(Dataset records about object locations)
*****
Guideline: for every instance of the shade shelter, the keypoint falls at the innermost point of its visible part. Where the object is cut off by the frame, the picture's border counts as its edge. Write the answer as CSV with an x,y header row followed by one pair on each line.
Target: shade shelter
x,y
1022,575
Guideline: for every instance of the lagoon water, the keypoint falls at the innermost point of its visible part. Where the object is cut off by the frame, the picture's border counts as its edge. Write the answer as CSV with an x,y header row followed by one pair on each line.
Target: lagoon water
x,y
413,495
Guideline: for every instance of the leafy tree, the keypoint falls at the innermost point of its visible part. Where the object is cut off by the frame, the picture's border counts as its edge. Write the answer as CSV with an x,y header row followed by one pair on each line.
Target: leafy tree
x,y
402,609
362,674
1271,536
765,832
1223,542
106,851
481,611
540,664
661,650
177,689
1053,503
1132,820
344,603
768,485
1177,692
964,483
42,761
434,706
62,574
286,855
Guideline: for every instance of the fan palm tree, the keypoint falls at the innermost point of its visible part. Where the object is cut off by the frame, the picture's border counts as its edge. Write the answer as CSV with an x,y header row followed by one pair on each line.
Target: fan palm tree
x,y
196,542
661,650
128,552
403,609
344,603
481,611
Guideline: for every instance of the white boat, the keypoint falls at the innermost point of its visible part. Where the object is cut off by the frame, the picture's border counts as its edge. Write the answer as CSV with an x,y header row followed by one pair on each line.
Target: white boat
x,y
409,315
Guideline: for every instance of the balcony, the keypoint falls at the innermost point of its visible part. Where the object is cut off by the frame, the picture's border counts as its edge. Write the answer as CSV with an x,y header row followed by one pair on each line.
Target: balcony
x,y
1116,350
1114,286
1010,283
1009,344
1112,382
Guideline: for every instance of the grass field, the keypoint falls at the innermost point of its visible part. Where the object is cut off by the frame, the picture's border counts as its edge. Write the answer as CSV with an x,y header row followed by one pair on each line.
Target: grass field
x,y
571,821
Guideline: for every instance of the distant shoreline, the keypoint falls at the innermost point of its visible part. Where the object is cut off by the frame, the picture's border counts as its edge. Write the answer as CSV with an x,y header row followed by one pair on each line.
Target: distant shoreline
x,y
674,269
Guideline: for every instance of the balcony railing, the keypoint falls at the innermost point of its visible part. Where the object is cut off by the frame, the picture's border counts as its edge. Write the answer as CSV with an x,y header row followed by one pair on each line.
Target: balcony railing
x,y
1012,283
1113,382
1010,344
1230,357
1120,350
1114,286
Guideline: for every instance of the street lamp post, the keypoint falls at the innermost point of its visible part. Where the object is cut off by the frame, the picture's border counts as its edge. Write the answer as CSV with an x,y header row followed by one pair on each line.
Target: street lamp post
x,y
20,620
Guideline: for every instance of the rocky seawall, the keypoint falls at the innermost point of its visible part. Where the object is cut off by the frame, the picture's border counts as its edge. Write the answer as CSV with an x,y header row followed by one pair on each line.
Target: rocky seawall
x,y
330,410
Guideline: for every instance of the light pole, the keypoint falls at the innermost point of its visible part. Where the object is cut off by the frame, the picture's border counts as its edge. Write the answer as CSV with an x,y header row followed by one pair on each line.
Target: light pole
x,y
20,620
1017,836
*****
→ **WHAT IS EXPECTED**
Repeat exactly the lines above from the line that contains "Guideline: for every instance of the rocky" through the end. Include both of these ends; leave out everything else.

→ **EXERCISE ANSWER**
Guideline: for every instance of the rocky seawall, the keypoint falls at the innermost point of its visible part. Where the object is cut off by the frame, the picture's border counts as its edge. Write the answer as CSV with an x,y header row followed by one pair on each line.
Target: rocky seawall
x,y
330,410
Guideline: for every instance of the light pole, the keypoint falls at the innermost point of its visible part. Where the object is cut off by the frame, the picture's border counts as its edge. Write the answer as CSV with an x,y header row followed by one pair on each line.
Target: light pole
x,y
20,620
1017,836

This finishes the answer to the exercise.